The innocent man who discovered he had a fake criminal past
Bill Johnstone lost almost ten years of his life fighting for answers and justice.
By Russell Findlay
When Bill Johnstone discovered he had an extensive criminal record, his initial shock and confusion quickly turned to anger.
Any police officer who checked the force computer system was told he was a serial convict whose 20-year history of offending included police assault and forgery, resulting in eight separate prison sentences.
In the eyes of the law, he was violent, dangerous and dishonest. Yet every word was a lie. Somehow, the supposedly secure database had been compromised.
Johnstone is not a criminal but a decent, hard-working family man and businessman. When the police said he was in prison, he had actually been putting his life on the line as a Royal Artillery officer, often serving in Northern Ireland at the height of the Troubles.
Speaking to STV News, Johnstone tells of his disgust and disbelief at being wrongly branded a criminal - and how he has lost almost ten years of his life fighting for answers and justice.
His story is the subject of a new book titled Fitted Up: A True Story of Police Betrayal, Conspiracy and Cover Up, written by myself, an STV News journalist.
The book's starting point is an icy night in November 2009 when Johnstone's bustling car repair and classic car sales garage in Hyndland, Glasgow, was destroyed by a fire.

● Listing
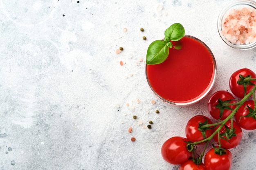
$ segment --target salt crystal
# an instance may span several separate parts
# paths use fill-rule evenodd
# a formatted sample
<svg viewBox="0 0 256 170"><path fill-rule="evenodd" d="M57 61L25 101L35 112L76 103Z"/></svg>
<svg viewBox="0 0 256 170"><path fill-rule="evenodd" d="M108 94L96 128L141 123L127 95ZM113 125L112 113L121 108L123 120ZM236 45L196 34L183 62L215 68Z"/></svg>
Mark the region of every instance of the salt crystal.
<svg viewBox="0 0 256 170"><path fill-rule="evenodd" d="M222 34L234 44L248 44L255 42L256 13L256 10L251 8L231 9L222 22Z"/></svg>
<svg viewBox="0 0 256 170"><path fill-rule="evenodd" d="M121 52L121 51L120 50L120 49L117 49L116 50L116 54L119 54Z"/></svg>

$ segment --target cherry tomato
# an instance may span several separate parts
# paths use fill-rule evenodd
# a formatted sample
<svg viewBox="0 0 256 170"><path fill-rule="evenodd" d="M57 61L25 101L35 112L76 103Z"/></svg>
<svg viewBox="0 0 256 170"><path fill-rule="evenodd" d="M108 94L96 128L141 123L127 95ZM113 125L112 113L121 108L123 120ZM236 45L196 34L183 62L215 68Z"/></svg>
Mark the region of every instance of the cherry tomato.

---

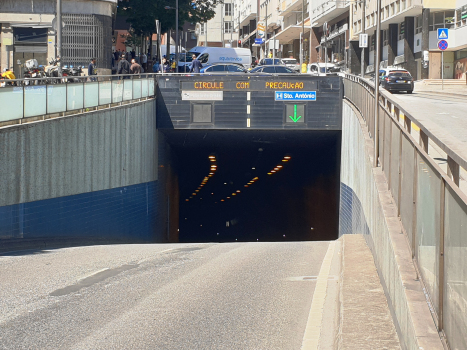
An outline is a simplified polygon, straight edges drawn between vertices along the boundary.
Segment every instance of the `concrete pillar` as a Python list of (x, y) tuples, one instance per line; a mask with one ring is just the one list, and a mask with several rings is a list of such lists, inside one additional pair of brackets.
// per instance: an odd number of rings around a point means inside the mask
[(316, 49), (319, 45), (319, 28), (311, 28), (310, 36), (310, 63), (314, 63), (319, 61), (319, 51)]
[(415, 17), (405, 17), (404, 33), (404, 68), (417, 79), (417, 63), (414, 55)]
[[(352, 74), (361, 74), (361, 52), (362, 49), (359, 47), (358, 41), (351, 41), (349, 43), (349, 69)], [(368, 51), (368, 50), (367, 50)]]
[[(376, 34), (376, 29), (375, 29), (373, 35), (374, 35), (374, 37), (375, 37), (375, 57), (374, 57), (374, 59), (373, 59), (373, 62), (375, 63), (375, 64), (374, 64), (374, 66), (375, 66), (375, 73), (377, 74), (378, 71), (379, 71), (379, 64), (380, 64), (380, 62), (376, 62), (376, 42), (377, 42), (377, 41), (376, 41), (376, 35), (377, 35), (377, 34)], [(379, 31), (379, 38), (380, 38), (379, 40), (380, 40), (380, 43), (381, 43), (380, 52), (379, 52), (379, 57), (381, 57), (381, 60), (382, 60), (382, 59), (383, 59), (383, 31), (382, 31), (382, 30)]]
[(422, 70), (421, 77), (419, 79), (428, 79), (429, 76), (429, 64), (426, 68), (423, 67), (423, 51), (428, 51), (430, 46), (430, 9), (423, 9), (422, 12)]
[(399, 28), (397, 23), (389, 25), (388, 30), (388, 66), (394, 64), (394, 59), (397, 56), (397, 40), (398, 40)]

==

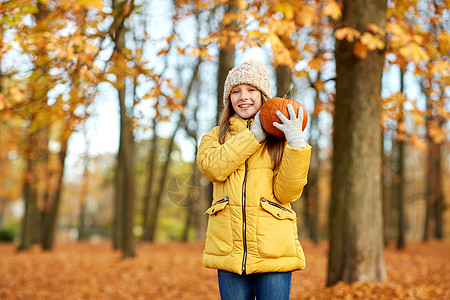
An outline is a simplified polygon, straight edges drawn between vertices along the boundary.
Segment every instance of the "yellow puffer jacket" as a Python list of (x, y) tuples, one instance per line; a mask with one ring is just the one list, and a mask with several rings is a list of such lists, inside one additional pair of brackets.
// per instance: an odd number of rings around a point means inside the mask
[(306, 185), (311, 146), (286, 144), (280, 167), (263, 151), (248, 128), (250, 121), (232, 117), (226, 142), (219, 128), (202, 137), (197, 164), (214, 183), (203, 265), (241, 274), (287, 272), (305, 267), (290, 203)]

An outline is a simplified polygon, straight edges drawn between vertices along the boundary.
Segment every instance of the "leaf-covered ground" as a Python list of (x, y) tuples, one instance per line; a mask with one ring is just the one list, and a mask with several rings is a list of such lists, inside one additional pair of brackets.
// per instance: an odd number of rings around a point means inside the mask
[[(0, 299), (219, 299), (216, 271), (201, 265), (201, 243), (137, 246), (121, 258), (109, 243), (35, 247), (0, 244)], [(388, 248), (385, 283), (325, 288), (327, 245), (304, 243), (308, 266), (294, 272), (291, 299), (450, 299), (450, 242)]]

● Directives
1) List every place name that appears in the article about Bill Johnstone, not counting the listing.
2) Resume the article about Bill Johnstone right after its last sentence.

● Answers given
1) Northern Ireland, Hyndland, Glasgow

2)
CID officers allegedly failed to properly investigate claims that a disgruntled customer had threatened to torch the building, prompting Johnstone to formally complain about police inaction.
He said: "It was obviously terrible to stand there and watch that old building burning down with the classic cars inside and it wasn't until days later that we realised that nothing was being done.
"That was just the beginning of the nightmare that was to follow and obviously nobody could foresee what was going to happen after that, which is now a decade."
Over the following years, Johnstone, his partner Jackie Mills and their families became the targets of a sinister criminal vendetta.
Cars were torched and destroyed with chemicals and blades; they were stalked; a razor blade arrived in the post; deaths threats came in text messages and, on one occasion, threats were made against Johnstone's teenage daughters.
The couple reported each incident to police and placed their faith in the criminal justice system. Just like the many vehicles, that faith has now been destroyed. No-one was prosecuted for any of the dozens of crimes with police later admitting numerous failures.
He said: "The threats over the years went on and on, mainly text messages threatening more fire attacks but it just completely consumes your life because you can't work, you can't do anything, you couldn't park a car outside the house without it being set on fire or destroyed.
"We didn't know at that time that the police were doing nothing to help us."
Missed opportunities and botched or half-hearted investigations, however, were far from the worst of it.
In 2011 - by sheer chance - came the first clue that something was seriously amiss when motorcycle police officers handcuffed Johnstone at the side of the road and wrongly told him there was a warrant for his arrest.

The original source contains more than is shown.